━━━ RECORDED DATA
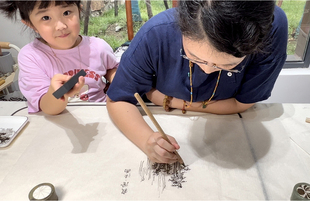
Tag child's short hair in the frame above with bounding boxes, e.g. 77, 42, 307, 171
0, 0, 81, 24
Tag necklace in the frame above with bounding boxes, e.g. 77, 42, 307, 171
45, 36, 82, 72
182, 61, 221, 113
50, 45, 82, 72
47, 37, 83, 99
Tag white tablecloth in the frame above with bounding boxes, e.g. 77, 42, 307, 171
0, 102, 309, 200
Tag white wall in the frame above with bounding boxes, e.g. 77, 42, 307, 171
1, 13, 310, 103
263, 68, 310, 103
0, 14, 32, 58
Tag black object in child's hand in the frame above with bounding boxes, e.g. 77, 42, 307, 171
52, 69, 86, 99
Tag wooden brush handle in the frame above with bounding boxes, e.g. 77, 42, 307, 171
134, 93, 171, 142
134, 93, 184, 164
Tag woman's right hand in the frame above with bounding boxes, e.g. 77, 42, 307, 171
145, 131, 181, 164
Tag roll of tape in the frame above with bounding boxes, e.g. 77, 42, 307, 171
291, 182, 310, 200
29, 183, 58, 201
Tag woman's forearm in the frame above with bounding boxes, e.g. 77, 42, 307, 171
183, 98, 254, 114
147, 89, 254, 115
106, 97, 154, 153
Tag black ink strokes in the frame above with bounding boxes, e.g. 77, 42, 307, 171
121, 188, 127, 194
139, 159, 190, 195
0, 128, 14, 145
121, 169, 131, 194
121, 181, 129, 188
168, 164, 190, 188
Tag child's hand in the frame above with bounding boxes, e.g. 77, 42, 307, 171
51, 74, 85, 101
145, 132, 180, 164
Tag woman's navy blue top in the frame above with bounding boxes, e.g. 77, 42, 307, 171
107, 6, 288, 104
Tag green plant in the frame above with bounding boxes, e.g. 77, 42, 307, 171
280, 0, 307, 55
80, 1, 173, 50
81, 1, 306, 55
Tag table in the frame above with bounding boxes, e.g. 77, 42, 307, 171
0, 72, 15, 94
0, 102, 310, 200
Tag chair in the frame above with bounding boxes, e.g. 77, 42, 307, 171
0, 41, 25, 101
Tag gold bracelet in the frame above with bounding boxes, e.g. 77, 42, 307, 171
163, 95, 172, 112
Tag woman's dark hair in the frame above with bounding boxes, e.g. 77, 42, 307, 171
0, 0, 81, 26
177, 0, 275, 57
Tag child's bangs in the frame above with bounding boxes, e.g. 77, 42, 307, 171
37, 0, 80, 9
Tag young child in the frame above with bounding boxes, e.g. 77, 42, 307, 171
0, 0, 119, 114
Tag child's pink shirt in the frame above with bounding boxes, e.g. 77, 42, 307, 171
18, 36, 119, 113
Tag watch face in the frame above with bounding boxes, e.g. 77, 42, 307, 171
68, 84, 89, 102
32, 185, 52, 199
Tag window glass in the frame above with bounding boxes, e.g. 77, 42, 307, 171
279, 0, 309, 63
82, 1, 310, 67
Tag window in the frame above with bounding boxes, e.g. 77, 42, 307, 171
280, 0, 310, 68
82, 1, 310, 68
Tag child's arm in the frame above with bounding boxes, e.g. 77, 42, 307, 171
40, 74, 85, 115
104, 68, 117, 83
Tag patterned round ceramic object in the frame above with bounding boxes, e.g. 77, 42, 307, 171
━━━━━━
━━━ RECORDED DATA
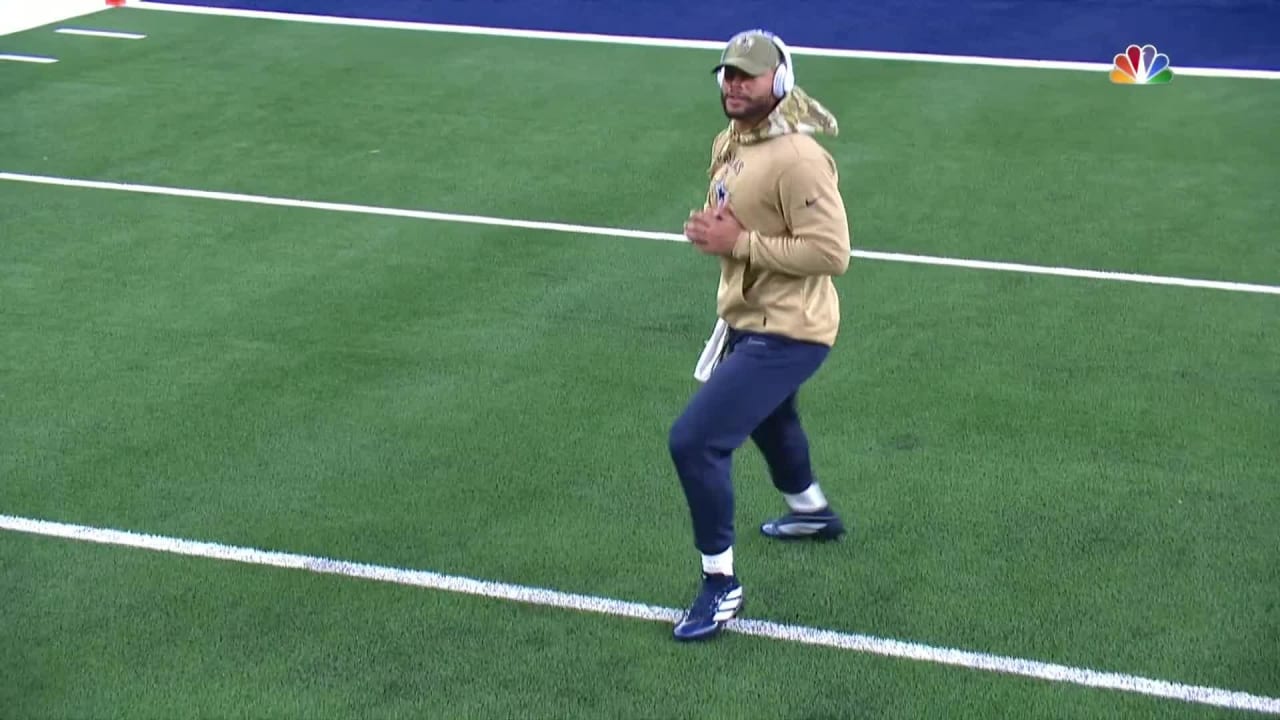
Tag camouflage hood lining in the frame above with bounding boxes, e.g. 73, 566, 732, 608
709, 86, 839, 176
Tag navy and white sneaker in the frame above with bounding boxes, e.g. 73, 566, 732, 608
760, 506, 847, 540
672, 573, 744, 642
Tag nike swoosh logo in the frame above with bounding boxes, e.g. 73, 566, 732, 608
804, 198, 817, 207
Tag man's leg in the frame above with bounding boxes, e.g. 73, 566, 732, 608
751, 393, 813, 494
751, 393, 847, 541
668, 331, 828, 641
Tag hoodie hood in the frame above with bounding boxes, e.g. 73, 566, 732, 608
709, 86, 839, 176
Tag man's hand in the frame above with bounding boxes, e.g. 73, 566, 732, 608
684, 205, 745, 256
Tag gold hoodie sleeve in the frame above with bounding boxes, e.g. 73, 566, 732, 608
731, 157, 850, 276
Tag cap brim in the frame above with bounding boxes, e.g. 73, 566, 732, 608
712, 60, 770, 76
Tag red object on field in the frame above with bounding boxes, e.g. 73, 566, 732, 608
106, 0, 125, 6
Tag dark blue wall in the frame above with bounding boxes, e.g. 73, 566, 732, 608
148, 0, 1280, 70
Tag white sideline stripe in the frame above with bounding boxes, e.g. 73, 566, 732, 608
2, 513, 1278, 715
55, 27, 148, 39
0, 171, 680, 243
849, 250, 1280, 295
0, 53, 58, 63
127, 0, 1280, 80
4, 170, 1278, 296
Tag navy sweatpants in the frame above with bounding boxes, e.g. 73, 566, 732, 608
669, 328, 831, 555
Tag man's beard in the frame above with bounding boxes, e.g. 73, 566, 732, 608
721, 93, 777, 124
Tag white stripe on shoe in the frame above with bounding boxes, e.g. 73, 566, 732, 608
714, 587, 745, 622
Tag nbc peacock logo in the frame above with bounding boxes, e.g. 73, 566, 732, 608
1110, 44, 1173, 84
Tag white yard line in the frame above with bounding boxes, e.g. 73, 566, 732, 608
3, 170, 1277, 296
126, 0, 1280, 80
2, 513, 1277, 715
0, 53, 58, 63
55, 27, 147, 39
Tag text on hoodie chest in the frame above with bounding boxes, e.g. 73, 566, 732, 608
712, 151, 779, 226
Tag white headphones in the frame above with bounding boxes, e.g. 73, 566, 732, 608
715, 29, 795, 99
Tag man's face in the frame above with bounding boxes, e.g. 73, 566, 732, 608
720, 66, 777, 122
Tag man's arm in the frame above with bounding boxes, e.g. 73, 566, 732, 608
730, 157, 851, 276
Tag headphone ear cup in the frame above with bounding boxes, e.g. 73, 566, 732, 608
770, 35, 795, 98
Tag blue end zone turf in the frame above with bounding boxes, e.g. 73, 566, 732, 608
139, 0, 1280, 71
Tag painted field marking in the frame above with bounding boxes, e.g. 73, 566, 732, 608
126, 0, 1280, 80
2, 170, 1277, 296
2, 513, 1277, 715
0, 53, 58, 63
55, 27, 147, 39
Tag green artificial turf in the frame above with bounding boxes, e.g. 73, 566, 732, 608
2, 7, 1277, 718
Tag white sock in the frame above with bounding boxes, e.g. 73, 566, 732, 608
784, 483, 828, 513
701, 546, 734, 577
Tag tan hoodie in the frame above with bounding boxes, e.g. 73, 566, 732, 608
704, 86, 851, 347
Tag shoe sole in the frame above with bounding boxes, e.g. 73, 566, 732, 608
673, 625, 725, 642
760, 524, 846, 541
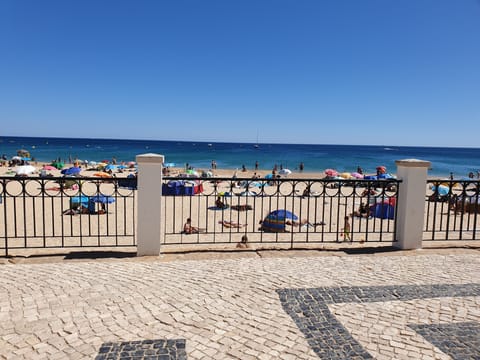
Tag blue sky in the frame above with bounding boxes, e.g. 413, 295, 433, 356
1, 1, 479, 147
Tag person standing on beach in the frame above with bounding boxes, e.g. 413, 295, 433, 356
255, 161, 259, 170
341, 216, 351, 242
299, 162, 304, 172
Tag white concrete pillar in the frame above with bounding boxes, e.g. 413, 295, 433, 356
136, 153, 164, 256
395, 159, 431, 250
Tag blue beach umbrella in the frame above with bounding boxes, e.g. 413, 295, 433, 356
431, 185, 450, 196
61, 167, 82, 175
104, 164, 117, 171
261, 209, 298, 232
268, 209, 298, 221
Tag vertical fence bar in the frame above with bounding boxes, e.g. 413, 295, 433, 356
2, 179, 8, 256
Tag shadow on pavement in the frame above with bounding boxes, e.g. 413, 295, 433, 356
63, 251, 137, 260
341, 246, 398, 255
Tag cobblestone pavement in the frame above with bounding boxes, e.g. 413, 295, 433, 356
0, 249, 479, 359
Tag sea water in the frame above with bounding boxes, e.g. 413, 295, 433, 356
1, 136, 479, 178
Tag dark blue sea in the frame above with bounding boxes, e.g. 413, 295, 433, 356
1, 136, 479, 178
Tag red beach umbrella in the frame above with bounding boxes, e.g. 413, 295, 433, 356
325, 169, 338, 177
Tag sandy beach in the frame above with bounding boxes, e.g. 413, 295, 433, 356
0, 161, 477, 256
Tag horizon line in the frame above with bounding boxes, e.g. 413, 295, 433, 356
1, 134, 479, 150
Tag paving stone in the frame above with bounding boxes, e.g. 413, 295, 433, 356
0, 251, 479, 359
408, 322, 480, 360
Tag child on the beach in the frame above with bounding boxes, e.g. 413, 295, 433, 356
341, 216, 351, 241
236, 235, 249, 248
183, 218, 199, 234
━━━━━━
■ **HOW TO COMPLETE THIS TASK**
Can you repeat, word for word, every line above from the one containing "Tag child's bangs" down to the one containing "Tag patterned round", including both?

■ **EXPECTED ANSWER**
Tag child's bangs in the frame above with bounding boxes, e.g. 77, 42, 307, 171
37, 0, 80, 9
Tag young child in the frame above with bounding boxes, e.g. 77, 42, 307, 171
0, 0, 119, 114
Tag child's pink shirt in the frame above with bounding boxes, e.g. 77, 42, 307, 171
18, 36, 119, 113
Tag watch face in the frame above with bounding boxes, e.g. 77, 42, 307, 171
68, 84, 89, 102
32, 185, 52, 199
Tag window glass in the frame above with bounding boxes, e.g. 77, 42, 307, 171
279, 0, 309, 63
82, 1, 310, 67
Tag window in the frame above with bounding boxes, e.g. 77, 42, 307, 171
280, 0, 310, 68
82, 1, 310, 68
Tag child's arm in the frame above with bounding boxes, e.g. 77, 42, 307, 171
40, 74, 85, 115
104, 68, 117, 83
Tag patterned round ceramic object in the frame above with bounding boxes, e.g. 77, 42, 307, 171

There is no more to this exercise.